▶ _Task item_: List each line of the records below that contains the word "rough", copying each such line in full.
______
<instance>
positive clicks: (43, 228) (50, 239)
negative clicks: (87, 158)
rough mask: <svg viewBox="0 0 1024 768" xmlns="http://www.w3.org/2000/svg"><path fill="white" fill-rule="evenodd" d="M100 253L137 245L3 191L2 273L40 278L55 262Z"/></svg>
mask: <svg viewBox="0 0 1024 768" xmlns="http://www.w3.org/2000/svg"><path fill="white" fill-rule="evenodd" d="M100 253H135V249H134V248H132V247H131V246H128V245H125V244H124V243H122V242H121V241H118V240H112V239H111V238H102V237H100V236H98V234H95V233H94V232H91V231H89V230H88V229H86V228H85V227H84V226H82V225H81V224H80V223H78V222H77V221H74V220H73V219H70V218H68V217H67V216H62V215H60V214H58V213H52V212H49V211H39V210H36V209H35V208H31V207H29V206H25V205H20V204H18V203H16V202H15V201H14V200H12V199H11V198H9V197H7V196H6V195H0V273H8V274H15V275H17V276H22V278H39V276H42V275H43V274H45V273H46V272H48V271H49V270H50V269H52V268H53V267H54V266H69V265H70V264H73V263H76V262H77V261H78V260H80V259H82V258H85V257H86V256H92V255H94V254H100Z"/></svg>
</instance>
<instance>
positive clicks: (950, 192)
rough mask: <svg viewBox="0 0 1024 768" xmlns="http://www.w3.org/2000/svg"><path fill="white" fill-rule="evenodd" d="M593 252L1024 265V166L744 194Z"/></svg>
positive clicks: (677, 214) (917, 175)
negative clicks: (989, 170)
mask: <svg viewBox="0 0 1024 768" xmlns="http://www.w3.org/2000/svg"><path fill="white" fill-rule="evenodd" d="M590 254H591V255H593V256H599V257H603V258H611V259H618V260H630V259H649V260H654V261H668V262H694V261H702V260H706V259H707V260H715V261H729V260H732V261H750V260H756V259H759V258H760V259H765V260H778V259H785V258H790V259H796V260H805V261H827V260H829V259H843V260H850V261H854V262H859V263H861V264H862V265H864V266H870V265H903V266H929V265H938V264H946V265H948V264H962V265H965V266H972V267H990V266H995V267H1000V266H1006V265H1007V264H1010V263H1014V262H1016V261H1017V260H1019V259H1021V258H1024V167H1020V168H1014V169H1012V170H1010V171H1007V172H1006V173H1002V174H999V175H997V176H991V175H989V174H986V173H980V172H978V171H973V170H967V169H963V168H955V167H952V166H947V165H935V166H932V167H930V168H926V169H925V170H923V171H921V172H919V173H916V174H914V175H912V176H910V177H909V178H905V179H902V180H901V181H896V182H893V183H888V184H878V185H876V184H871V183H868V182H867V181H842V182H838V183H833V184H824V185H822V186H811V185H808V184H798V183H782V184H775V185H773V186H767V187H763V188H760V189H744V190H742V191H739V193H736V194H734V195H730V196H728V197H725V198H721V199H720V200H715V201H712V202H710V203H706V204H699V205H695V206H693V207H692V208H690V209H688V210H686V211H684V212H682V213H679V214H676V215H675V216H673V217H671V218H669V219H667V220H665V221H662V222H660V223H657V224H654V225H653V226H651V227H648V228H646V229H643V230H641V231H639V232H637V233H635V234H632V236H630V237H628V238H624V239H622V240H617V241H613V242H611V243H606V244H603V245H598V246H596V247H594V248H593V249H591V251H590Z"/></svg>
______
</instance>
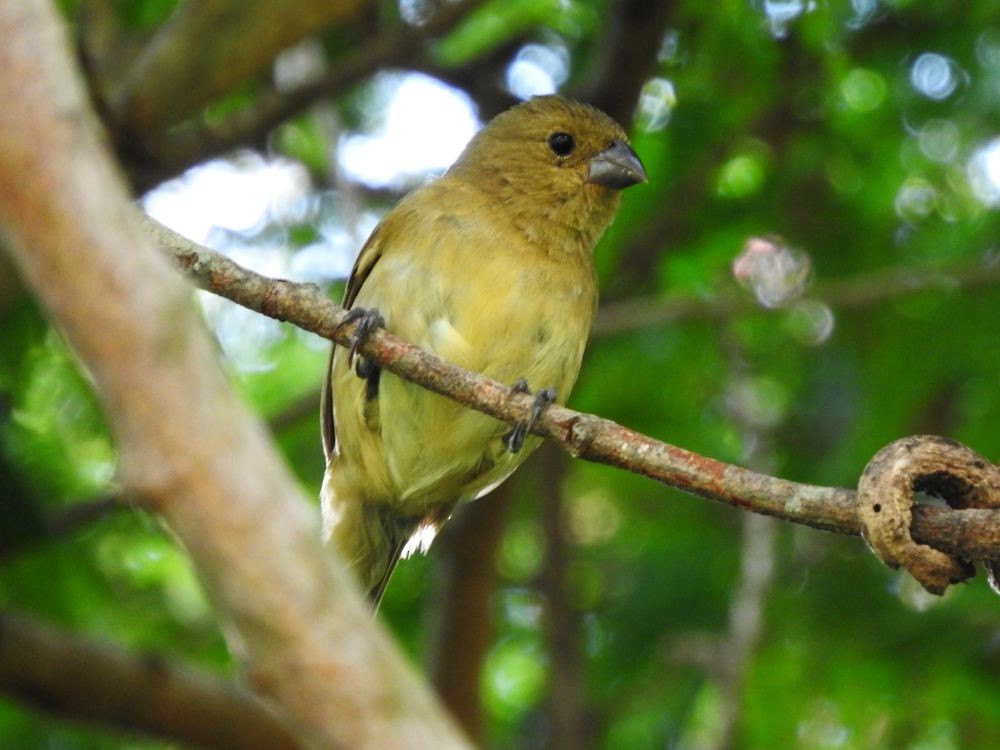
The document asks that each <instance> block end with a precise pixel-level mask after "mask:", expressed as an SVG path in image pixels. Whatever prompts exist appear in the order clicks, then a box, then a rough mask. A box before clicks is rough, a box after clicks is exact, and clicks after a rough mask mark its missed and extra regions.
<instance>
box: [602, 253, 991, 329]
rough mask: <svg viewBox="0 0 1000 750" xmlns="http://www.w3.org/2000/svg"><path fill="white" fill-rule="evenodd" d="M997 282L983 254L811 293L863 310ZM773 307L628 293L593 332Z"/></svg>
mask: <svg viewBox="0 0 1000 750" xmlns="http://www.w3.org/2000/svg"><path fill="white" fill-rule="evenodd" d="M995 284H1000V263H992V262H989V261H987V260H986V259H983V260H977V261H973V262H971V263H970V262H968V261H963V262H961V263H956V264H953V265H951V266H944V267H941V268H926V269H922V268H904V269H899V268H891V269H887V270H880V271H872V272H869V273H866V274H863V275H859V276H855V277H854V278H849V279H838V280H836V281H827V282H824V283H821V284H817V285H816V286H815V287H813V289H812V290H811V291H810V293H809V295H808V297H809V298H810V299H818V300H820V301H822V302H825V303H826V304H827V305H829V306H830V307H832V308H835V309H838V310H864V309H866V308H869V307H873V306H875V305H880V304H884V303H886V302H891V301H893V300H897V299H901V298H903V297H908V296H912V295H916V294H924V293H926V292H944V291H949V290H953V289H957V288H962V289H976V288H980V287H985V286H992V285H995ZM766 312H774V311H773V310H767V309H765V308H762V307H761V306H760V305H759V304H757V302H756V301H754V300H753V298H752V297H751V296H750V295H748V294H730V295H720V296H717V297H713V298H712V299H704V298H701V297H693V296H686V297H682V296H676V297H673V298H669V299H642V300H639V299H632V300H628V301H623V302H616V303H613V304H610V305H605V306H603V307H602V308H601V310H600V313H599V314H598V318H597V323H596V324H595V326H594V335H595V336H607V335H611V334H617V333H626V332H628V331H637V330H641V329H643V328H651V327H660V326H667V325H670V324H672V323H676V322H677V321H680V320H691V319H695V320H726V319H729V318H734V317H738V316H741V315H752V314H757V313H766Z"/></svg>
______
▶ _Task answer_:
rough mask: <svg viewBox="0 0 1024 768" xmlns="http://www.w3.org/2000/svg"><path fill="white" fill-rule="evenodd" d="M100 253L137 245L3 191L2 273L40 278L55 262Z"/></svg>
rough mask: <svg viewBox="0 0 1024 768" xmlns="http://www.w3.org/2000/svg"><path fill="white" fill-rule="evenodd" d="M593 252L1024 265V166L744 194Z"/></svg>
The document asks that each <instance> block end with a precise pixel-level mask after "mask:", expressed as an SVG path in image pixels. Whatever prompts exist appear in the order clicks, then a box, then a rough mask. A box before clicks is rough, a box after clicks is exact, and clicks after a rough mask mark its missed and extra regions.
rough mask: <svg viewBox="0 0 1000 750" xmlns="http://www.w3.org/2000/svg"><path fill="white" fill-rule="evenodd" d="M997 282L983 254L811 293L863 310ZM773 307L628 293L593 332Z"/></svg>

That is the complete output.